Edit the rows below so that "innermost point" becomes "central point" wherever it occurs, and leave everything else unchanged.

---------- Recorded data ----------

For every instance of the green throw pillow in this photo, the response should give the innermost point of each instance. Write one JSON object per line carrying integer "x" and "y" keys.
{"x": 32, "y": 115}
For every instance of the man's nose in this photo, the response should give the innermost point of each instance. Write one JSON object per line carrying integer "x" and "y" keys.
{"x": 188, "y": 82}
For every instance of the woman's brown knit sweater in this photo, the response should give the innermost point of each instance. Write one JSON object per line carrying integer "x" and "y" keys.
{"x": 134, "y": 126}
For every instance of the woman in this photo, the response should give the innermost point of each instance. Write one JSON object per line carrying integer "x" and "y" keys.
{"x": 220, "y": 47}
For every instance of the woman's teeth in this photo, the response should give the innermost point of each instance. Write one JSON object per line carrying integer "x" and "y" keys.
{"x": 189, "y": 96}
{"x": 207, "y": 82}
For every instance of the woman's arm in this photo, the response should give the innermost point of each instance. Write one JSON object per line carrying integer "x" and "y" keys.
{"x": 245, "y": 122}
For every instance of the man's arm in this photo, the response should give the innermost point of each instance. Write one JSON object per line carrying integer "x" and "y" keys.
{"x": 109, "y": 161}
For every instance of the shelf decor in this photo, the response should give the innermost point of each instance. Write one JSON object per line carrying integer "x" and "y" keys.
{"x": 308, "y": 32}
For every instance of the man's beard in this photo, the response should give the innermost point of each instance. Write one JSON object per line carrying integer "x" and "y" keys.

----------

• [Solution below]
For every instance of the green throw pillow in this photo, the response should give the central point of each instance. Write one JSON object per line carrying integer "x" and "y" keys.
{"x": 32, "y": 115}
For every instance of the man's nose in this photo, the response should give the central point of each instance. Write one JSON object per line carrying integer "x" and "y" keys.
{"x": 188, "y": 82}
For every instance of the woman's brown knit sweater in this photo, the response should give the central point of each instance. Write one JSON object per line carrying integer "x" and "y" keys.
{"x": 134, "y": 126}
For every instance of the woman in this photo, the response should give the central point of each instance. Write one JSON object per line carrying integer "x" and "y" keys.
{"x": 220, "y": 47}
For every instance of the woman's teeth in this photo, the response should give the central point of each instance. Write one JSON object per line carrying integer "x" and "y" keys.
{"x": 189, "y": 96}
{"x": 207, "y": 82}
For every instance of the woman's arm in this photo, the response should give the central point of each instance. Write one JSON object per line carrying integer "x" and "y" keys.
{"x": 245, "y": 122}
For every instance of the man's arm in this photo, the response should give the central point of each instance. Write one JSON object per line carrying integer "x" and "y" keys.
{"x": 109, "y": 161}
For every instance of the shelf decor in this photo, the response should give the central point of each instance. Write one JSON object per line carrying integer "x" and "y" keys.
{"x": 308, "y": 32}
For every instance of the man's beard in this photo, the response should give the central point of each instance. Write one JSON object per line carrying integer "x" and "y" keys.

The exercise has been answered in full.